■ Esercizio A:
Rispondi alle domande relative al brano sull'istruzione al cardinale Montalto, segnando le risposte allo stesso modo.
(i) In quale anno fu data l'istruzione al cardinale Montalto?
(ii) Di quale papa era nipote il cardinale Montalto?
(iii) Quale deve essere il fine di qualunque ministro di un principe?
■ Esercizio B: Prosegui il brano sull'istruzione al cardinale Montalto, cominciando dopo la sua ultima frase.

■ Brano di lettura:
Biblioteca Nacional Madrid ms. 973, ff. 266 -274

Istruzione utile e curiosa data al cardinale Montalto, nipote di Sisto V, l'anno 1587 circa il modo di portarsi nel Governo con familiari, ministri, ambasciatori, cardinali e principi; l'elezione dei familiari e ministri, l'amministrazione della giustizia e la concessione delle grazie e queste da negarsi con garbo, quando non si concedono; la perspicacia degli ambasciatori e le loro proprietà e la forma di trattare con essi e altri, le udienze e lo spaccio continuo di negozi e altre cose assai curiose.

La dignità di cardinale è estesa degnamente: collocata molto ampia sopraeminente per essere quel Sacro Collegio Senato della Chiesa universale, Consiglio supremo del Pontefice. Si mostra, più che in tutti gli altri, ampia ed eminente nella persona di coloro che al Papa sono congiunti di sangue perciò, per il desiderio che si ha della loro grandezza e per la confidenza la quale in essi è maggiore che negli altri, a loro si comunicano i più importanti affari che sono riportati alla Sede Apostolica, con essi trattano gli oratori dei principi residenti o mandati a questa corte per il mezzo loro o del Papa, i desideri e bisogni di tutta la Cristianità, ad essi si scrive dai legati e altri ministri della predetta Santa Sede, con l'opera loro si governa lo Stato ecclesiastico, con l'intervento e con le intercessioni loro si fanno molte assegnazioni di Chiese, benefici e uffici e, quello che importa di più, la promozione dei cardinali; per essi si applica il Papa la mente sua, concede le grazie e sono aiuti principali e porta il gravissimo peso del Pontificato. La grandezza e il numero delle cose sopradette mostra, senza che se ne dia altra spiegazione, la scienza, la prudenza, l'industria e la vigilanza necessaria nel cardinale nipote di Papa per sostenerle, ma per scendere dal 'universale, che è confuso, al particolare, che è distinto, diremo prima il fine che nelle sue azioni deve avere; poi di alcuni aiuti dei quali si deve provvedere, poi si farà un divisione dei negozi per alcuni Capi principali con alcune avvertenze circa il trattarli con nostro Signore: con i cardinali, ambasciatori, prelati e anche con il resto e, in ultimo, alcune brevi considerazioni sul modo di parlare e di scrivere.
Il fine di qualunque ministro di un principe deve essere il medesimo di quello dello stesso principe e in nessuna parte contrastante e perché il fine del Pontefice deve essere la gloria di Dio, la salvezza delle anime, la diffusione della fede, l'esaltazione della Santa Chiesa, la pace e la tranquillità universale, l'eminenza della virtù e la dispersione del vizio, questo medesimo sarà del cardinale suo nipote e a questo bene indirizzare tutte le forze dell'ingegno e l'industria e fatiche sue.

■ Materiale di partenza:
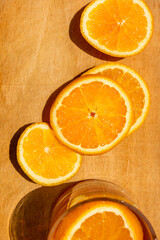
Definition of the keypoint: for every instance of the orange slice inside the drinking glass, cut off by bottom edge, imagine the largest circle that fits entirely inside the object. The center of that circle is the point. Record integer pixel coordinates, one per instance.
(99, 220)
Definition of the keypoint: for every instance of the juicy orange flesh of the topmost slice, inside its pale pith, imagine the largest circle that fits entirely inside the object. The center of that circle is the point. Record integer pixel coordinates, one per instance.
(117, 24)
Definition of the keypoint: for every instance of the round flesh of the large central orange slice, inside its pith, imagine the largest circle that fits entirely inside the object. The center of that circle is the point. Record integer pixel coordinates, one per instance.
(92, 115)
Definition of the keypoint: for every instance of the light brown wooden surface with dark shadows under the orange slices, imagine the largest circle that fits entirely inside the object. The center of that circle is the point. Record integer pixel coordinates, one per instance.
(40, 50)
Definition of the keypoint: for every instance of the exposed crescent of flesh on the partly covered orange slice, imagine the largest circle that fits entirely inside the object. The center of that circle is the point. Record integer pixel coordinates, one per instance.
(132, 87)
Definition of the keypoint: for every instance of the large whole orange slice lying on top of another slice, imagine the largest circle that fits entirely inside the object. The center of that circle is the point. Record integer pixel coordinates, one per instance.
(91, 115)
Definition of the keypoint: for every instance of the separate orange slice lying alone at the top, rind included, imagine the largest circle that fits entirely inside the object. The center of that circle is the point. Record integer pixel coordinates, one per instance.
(117, 27)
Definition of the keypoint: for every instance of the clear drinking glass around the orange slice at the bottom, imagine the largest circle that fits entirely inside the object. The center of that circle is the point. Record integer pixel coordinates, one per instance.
(93, 190)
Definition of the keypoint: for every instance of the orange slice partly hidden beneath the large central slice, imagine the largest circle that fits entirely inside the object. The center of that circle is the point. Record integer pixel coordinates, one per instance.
(133, 84)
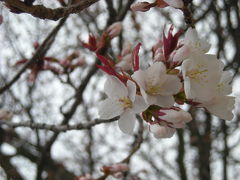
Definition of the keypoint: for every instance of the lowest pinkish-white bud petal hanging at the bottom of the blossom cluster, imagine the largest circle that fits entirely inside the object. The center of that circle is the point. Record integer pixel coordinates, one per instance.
(162, 131)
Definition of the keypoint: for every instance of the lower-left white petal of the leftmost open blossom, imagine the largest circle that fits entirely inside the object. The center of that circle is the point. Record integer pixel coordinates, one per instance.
(109, 108)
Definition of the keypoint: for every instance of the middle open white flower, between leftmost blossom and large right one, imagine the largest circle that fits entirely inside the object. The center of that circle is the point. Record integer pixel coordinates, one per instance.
(156, 86)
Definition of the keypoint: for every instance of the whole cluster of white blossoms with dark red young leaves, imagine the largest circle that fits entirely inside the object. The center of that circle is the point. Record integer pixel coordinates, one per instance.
(180, 72)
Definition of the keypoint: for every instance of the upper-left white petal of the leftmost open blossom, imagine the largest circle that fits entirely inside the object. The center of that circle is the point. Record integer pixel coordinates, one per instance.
(114, 88)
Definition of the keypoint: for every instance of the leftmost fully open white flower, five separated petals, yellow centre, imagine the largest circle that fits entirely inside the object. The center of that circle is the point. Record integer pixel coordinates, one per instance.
(121, 101)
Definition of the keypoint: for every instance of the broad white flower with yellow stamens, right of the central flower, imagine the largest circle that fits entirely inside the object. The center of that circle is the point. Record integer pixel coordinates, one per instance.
(201, 74)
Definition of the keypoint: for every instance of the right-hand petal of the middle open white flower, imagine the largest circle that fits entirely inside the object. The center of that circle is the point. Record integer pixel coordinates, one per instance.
(171, 86)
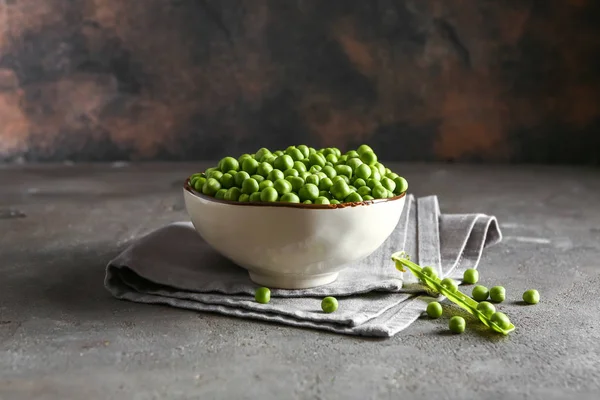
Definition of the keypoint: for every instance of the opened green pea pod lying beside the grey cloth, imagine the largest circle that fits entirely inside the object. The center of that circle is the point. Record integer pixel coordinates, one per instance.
(457, 297)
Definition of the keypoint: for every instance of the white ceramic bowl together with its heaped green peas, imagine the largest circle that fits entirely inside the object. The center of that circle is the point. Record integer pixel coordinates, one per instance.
(295, 218)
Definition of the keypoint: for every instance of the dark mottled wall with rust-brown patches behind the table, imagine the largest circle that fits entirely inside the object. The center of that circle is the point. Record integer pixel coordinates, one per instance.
(461, 80)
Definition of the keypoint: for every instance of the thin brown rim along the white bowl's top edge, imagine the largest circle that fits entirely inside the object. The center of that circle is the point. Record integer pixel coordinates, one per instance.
(188, 188)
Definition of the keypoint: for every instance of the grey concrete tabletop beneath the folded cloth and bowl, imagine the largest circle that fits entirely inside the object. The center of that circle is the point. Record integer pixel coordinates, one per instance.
(62, 336)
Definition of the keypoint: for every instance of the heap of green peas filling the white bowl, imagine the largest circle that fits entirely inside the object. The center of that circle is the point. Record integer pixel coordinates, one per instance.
(301, 174)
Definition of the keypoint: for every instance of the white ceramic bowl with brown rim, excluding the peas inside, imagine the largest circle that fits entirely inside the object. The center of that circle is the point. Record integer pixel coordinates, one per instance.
(293, 246)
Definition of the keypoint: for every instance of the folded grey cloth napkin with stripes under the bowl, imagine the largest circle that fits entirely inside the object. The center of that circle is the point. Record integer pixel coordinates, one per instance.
(173, 265)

■ Soluzione A:
(i) Nel 1587.
(ii) Di Sisto V.
(iii) Lo stesso fine del principe, senza contrastarlo in alcuna parte.

■ Soluzione B:
Oltre al fine del Principe, può un suo nipote avere qualche cura di se stesso non come diverso da quello ma come conseguente; e compatibile a questo sarà una buona opinione di sé presso i Principi e presso gli altri cardinali e la loro benevolenza della quale buona valutazione e volontà, nessuna cosa può guadagnare maggior importanza presso un buon numero di amici o servitori creati cardinali e posti avanti nelle legazioni dai Principi nei governi e negli uffici principali della corte e sparsi ancora per le altre famiglie. In ultimo sarà la ricchezza, le entrate, le capacità numerose come necessarie da vivere con splendore e dignità ad usare beneficenza e all'esecuzione di molte azioni. Alla considerazione del fine viene molto concessa quella degli aiuti, dei quali deve provvedersi, essendo principale quello degli amici e dei familiari e quello delle facoltà, delle quali si è fatta menzione. Il principio di sostenere la dignità e le cariche del governo sta nell' elezione dei ministri e i signori hanno bisogno di giudizio nell'eleggersi e ancora buona fortuna ma laddove concorrono molti (come avviene ai nipoti dei Papi) è più facile, perché di un numero grande se ne perdono, poiché dei presi si applicano al servizio quelli più idonei.
Consideri nel fare tale elezione prima da chi gli sono stati proposti, poi la patria, le amicizie, la conversazione, la vita passata, gli studi, il portamento, la presenza e l'origine naturale dei costumi. Dai buoni nascono i buoni, alcuni costumi sono propri e ordinari di una famiglia, di una patria e di una nazione. Più certamente si ha una nazione dai compatrioti, dai compagni e dalle famiglie nelle quali abbiano conversato e servito. E' credibile che tale debba essere per l'avvenire e con noi quale è stato per il Papato e con altri di buon valore, poi non siano proposti da parte sospetta e siano sinceri, affettuosi, vigilanti, laboriosi, indifesi, parchi e cauti nel dire, spediti e sagaci nell' eseguire, ambiziosi della grazia del principe, desiderosi della grandezza sua e dell' onore proprio, istruiti di lettere, di notizie e di esperienza squisita per il suo ufficio, tolleranti dei viaggi, della correzione e delle avvertenze e che in ogni cosa aspirino alla perfezione e all' eccedere, se è possibile, ogni altro intermedio di grado e di fortuna, perché quelli troppo poveri sono onerosi per le sovvenzioni che ricercano e i ricchi e i grandi sono fastidiosi per le loro alte pretese. E' tuttavia conveniente ad un prelato il volgersi verso i poveri, dovendo essere benigni nel sovvenire e perché l'ingegno, l'industria, l'obbligo e il nodo indissolubile di servitù e di gratitudine si trova più in abbondanza nei poveri.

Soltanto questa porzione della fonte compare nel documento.